- Task details -
Every line from the one containing "Note: in this drill we tag each instance of the crown" to the final line of the material below must be reproduced exactly; leave out all other lines.

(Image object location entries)
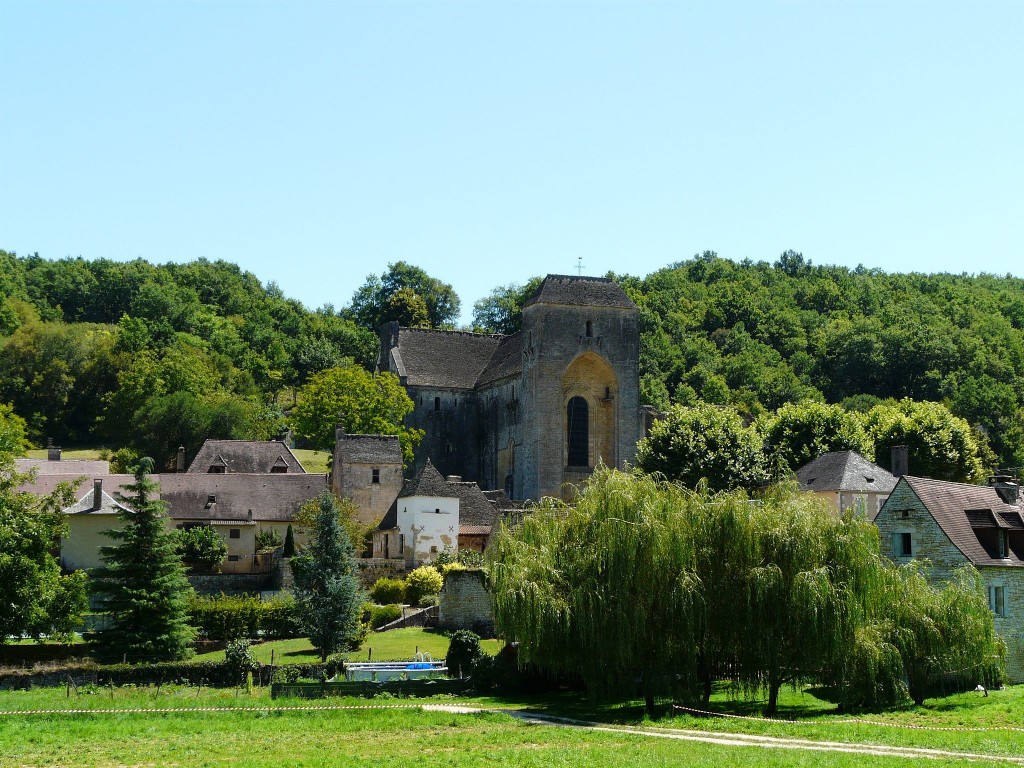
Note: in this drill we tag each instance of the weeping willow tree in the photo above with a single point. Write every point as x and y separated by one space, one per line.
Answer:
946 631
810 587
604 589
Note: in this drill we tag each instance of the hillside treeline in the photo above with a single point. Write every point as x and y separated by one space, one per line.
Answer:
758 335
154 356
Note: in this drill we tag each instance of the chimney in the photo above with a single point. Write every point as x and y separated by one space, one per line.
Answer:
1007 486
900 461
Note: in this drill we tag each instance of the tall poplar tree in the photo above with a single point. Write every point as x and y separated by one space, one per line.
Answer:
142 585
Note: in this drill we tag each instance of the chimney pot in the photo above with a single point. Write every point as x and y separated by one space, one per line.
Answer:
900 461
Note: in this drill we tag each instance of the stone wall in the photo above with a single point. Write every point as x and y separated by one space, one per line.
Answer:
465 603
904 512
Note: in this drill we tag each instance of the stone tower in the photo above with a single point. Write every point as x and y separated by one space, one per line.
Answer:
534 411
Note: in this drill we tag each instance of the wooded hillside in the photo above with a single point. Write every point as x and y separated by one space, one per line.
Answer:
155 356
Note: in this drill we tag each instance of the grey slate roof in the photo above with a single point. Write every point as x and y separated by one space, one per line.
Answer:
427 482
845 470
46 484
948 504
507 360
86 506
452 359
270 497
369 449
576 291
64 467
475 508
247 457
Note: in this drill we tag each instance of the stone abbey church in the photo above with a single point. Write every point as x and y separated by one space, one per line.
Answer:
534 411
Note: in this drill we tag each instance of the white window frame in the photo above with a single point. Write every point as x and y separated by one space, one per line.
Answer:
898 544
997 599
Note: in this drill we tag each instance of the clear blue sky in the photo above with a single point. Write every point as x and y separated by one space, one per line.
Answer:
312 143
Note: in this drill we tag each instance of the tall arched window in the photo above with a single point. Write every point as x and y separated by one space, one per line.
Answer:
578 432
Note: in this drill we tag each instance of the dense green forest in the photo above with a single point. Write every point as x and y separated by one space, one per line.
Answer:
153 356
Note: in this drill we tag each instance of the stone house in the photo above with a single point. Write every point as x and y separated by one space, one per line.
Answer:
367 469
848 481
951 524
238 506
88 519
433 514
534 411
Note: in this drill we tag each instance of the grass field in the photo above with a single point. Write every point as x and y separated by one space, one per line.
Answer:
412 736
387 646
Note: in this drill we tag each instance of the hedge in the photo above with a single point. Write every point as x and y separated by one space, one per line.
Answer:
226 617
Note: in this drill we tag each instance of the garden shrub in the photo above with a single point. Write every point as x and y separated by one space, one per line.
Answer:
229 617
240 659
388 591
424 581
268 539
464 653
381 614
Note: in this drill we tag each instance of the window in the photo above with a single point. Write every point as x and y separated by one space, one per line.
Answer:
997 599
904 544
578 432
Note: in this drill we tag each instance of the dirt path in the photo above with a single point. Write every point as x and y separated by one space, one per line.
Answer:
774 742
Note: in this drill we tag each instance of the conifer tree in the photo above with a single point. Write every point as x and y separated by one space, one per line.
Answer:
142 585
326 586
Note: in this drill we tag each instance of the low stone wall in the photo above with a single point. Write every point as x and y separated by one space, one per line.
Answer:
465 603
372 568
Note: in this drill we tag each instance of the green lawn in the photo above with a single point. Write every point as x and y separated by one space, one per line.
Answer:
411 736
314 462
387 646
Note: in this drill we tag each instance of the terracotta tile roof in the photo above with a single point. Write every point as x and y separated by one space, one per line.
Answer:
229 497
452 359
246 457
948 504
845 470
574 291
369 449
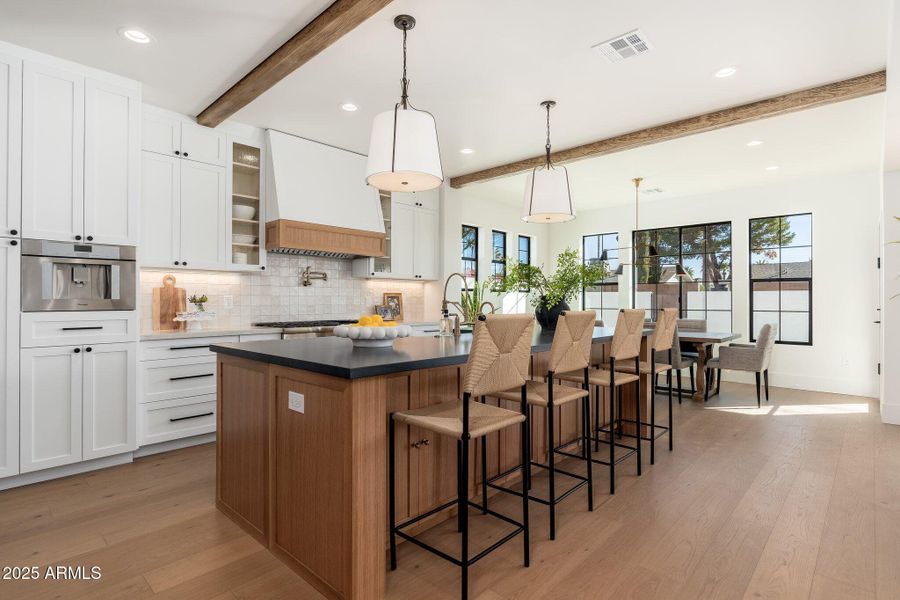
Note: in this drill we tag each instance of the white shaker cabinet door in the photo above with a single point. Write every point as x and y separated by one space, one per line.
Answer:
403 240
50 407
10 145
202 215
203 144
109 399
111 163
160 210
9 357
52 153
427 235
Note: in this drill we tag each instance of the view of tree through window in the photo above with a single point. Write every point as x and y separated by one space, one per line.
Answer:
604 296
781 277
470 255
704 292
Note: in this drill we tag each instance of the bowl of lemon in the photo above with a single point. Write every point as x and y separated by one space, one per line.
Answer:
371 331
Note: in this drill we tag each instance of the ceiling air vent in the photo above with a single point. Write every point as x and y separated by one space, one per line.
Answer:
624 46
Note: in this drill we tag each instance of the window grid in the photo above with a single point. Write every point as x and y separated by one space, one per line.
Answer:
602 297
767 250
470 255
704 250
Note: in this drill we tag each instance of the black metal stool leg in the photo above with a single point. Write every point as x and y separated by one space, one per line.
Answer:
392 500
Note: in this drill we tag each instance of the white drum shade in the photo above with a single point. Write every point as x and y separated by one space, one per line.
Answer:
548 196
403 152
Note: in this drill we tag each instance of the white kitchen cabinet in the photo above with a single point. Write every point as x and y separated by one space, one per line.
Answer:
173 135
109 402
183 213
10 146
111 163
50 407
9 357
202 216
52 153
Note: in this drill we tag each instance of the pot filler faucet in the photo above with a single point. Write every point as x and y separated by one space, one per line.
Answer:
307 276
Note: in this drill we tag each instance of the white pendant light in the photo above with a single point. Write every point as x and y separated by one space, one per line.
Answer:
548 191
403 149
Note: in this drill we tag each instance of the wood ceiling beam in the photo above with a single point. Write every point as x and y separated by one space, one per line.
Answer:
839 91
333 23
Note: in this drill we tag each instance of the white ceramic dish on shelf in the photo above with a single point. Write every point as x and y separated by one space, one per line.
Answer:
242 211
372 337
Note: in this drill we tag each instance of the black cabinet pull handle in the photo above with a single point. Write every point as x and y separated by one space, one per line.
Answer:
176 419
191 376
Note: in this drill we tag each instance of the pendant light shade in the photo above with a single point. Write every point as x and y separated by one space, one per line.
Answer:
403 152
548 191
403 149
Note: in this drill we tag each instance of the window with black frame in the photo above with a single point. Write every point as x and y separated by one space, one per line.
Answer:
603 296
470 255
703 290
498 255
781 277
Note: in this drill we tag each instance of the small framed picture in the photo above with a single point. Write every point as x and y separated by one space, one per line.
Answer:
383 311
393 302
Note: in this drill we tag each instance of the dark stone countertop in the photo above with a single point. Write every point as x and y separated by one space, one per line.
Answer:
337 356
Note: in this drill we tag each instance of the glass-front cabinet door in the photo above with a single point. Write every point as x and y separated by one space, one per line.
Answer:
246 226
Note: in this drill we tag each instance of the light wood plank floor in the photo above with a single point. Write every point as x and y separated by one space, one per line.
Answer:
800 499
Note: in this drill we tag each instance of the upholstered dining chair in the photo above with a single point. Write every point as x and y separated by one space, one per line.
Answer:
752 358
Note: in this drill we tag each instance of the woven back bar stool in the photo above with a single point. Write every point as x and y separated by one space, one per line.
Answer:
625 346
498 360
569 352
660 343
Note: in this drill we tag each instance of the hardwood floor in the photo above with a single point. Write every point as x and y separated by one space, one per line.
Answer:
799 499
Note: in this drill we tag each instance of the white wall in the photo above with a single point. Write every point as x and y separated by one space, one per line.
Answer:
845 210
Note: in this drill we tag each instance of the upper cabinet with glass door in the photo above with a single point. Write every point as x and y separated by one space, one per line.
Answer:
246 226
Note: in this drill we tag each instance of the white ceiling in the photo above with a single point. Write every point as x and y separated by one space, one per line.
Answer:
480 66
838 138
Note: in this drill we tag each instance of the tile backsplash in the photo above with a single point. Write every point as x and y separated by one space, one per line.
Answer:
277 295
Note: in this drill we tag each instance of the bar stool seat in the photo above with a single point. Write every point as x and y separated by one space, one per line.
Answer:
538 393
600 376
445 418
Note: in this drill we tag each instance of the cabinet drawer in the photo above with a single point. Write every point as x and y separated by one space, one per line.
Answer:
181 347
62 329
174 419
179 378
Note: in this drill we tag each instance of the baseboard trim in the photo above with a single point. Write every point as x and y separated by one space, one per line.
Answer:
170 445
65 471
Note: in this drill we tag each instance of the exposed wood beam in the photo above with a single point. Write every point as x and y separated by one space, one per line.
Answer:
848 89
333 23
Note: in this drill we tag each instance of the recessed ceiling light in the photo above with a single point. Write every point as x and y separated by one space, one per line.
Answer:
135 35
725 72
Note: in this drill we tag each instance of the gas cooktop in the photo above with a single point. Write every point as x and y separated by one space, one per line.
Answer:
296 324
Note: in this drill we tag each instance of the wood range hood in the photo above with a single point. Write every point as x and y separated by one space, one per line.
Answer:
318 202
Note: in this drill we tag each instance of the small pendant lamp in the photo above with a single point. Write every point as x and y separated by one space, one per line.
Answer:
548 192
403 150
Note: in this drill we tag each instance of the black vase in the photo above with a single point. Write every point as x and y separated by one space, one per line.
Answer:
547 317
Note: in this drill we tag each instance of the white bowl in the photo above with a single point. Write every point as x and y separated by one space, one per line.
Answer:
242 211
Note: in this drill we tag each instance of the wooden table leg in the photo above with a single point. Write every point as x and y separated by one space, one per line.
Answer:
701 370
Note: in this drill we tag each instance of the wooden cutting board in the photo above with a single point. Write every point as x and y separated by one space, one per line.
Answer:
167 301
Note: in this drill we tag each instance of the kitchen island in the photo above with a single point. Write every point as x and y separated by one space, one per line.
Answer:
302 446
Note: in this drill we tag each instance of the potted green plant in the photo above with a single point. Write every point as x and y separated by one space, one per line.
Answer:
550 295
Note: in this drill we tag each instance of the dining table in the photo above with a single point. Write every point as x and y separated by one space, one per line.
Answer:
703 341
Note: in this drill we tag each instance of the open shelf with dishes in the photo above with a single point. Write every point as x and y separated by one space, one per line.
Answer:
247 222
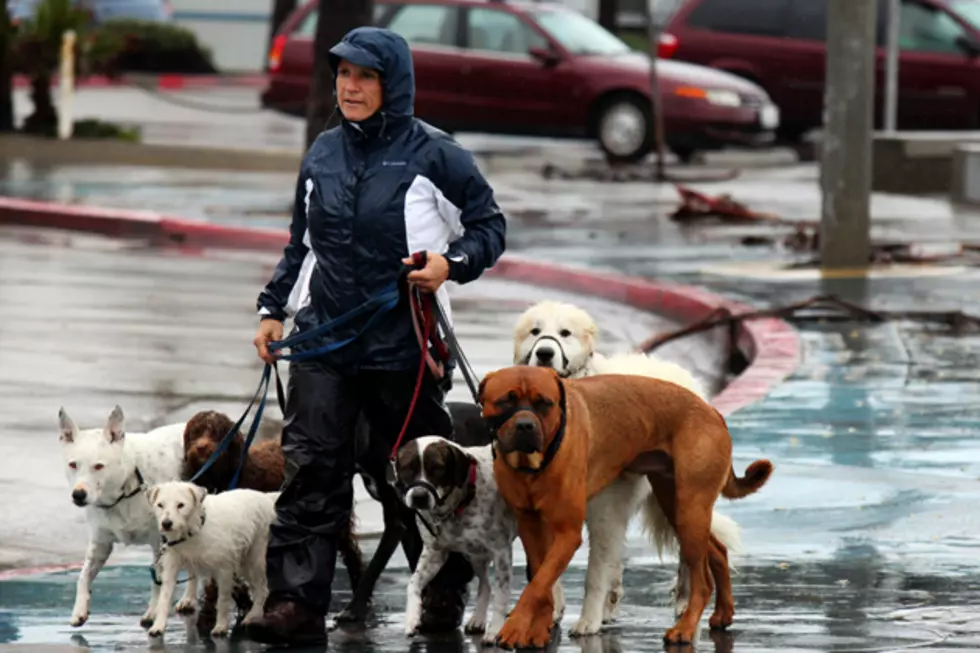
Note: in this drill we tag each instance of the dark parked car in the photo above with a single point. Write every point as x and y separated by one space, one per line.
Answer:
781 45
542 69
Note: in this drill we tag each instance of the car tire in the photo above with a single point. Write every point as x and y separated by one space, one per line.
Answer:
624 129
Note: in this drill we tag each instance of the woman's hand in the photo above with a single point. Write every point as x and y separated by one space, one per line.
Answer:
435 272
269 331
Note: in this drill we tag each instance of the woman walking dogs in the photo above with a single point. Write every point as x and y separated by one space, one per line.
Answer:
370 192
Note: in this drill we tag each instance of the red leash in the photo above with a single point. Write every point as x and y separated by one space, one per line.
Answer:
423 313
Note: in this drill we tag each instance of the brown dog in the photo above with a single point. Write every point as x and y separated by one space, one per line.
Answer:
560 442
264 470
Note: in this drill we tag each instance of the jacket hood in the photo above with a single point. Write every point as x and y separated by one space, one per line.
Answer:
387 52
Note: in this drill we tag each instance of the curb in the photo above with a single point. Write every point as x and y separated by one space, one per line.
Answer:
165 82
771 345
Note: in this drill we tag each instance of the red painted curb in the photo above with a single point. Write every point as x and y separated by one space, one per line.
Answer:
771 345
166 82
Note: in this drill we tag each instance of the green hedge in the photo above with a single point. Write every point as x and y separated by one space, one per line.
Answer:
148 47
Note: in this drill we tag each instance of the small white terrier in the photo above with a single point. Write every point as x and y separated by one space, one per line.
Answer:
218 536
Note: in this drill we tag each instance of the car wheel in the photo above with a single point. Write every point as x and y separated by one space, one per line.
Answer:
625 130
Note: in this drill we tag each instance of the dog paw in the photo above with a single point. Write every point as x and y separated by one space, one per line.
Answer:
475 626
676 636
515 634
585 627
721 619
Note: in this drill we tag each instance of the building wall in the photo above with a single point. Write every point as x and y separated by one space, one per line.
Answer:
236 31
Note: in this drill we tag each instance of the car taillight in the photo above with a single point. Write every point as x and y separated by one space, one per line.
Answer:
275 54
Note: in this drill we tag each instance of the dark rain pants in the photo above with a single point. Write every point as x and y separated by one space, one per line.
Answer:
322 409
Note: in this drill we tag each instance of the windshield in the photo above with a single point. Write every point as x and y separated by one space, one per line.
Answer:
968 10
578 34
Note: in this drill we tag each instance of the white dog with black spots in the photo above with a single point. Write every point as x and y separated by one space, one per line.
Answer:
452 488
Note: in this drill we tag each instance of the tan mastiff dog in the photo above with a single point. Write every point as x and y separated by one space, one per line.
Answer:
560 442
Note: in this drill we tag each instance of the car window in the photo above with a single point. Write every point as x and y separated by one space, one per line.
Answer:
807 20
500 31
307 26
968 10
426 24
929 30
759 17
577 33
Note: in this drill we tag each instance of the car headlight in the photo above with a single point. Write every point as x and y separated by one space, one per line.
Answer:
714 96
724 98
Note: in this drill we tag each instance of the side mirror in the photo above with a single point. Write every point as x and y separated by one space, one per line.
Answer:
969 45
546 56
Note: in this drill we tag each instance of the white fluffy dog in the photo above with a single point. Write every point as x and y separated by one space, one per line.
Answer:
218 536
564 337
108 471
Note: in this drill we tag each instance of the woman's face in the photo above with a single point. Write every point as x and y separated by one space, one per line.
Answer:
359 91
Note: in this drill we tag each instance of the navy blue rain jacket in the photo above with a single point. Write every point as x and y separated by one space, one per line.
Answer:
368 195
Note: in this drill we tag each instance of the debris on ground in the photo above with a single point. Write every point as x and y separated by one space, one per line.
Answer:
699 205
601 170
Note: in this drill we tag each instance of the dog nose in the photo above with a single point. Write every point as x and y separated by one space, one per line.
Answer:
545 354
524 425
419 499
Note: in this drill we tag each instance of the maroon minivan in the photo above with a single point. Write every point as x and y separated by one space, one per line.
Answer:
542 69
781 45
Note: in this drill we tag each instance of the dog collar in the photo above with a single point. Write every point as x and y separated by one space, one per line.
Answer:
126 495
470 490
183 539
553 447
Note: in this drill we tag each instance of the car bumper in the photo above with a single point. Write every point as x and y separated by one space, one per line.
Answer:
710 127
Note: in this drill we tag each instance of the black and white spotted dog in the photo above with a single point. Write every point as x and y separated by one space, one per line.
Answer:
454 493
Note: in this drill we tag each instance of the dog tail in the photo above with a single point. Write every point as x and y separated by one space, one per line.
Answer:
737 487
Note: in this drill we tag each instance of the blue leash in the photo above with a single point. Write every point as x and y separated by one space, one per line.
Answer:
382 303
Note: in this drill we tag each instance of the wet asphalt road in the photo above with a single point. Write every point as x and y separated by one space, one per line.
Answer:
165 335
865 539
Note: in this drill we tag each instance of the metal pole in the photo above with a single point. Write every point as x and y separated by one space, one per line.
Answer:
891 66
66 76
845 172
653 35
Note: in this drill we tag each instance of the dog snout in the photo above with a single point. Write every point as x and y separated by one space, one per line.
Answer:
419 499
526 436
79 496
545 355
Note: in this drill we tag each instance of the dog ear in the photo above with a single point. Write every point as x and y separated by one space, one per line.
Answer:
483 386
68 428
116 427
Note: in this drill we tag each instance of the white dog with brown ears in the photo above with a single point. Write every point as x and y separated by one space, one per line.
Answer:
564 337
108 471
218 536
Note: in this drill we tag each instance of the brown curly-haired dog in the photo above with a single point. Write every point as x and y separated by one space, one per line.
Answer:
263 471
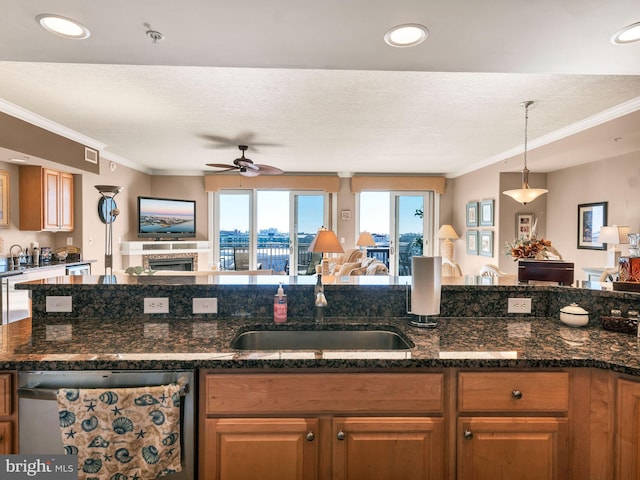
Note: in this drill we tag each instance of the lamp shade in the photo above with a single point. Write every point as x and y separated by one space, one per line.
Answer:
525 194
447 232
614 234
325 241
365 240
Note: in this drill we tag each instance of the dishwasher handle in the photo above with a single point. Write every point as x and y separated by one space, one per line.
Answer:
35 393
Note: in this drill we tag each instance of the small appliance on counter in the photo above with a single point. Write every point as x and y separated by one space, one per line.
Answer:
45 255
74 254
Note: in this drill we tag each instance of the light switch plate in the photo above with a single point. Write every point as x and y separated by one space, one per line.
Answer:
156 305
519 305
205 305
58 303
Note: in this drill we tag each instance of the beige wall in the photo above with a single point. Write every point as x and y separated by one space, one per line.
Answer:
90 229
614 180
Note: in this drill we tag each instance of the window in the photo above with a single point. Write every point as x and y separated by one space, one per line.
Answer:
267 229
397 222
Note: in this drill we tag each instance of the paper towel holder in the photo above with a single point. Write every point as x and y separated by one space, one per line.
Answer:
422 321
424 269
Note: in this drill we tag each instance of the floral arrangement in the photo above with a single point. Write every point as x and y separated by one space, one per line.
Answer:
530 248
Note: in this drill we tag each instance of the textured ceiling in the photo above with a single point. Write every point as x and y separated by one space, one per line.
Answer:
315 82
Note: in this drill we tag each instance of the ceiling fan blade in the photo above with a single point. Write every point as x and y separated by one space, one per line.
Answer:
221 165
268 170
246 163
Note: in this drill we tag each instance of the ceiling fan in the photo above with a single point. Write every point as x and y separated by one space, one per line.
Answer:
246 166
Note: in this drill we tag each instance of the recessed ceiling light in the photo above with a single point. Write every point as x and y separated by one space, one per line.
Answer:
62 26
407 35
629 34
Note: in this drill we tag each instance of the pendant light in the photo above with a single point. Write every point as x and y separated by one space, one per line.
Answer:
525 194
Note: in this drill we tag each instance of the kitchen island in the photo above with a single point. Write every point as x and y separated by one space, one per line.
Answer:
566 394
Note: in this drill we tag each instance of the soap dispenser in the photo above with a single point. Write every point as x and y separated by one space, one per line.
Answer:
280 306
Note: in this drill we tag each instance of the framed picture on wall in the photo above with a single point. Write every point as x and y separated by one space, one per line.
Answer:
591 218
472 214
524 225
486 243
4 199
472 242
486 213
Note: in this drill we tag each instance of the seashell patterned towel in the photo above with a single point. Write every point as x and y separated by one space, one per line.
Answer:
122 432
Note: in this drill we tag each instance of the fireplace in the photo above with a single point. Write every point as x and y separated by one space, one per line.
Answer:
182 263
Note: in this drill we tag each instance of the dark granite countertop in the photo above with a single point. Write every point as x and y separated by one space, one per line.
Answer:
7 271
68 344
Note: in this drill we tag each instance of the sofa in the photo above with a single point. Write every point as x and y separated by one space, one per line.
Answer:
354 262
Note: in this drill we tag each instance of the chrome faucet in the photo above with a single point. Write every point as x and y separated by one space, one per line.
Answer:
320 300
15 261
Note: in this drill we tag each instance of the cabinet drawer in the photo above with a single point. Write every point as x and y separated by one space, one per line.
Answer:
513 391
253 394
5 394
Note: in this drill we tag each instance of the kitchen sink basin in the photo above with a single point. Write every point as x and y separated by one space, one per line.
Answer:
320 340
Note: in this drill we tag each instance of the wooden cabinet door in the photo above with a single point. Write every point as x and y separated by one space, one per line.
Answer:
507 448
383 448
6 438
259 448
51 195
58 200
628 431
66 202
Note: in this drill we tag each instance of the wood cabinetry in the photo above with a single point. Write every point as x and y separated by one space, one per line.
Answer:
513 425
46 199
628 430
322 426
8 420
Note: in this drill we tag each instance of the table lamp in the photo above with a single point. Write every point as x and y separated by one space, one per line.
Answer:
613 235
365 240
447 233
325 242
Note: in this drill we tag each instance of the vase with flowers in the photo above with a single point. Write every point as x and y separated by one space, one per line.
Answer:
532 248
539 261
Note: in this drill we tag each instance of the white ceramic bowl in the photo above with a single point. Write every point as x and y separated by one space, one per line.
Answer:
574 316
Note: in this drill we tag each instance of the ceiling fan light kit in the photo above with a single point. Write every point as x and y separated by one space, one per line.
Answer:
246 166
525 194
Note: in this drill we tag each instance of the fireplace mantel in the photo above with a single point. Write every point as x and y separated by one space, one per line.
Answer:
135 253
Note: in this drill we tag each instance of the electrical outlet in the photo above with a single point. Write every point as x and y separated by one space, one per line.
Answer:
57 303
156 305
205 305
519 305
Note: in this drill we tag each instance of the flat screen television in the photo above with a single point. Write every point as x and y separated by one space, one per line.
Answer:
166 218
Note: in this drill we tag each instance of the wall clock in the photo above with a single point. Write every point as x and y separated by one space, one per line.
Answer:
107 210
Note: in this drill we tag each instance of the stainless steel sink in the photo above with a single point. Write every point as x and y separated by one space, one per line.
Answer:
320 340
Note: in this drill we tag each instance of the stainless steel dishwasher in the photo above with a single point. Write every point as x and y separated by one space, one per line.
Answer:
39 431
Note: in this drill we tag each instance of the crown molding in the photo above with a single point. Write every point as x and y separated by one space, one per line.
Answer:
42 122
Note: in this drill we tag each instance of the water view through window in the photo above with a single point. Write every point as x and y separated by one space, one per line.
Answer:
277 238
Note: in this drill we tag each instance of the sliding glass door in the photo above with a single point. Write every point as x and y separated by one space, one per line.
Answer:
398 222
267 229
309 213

- Task answer -
Note: in this drill we tag each instance of the crown molding in the photo above with a single point. Write every point as x and y separated by one space, one per line.
Answer:
42 122
Note: in this drill we tag each instance of the water view through window in the photo above with a single point. Write every point as x and y separated by one space, one per line.
Answer:
277 238
Note: in this drill we tag each instance of the sliding glass door in the photo above with a single point. Write every point as x and y separated by one space, one per line.
Answer:
398 222
267 229
309 213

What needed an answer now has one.